(Dataset entries)
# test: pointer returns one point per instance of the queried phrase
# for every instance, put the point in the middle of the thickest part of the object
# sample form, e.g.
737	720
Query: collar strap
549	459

#### THE TASK:
Only the lines containing the word "instance" should be returned from the data above.

#### TASK SOLUTION:
# test: pointer returns one point per instance of the queried phrase
# for every instance, put the point in the middle of the thickest part of the object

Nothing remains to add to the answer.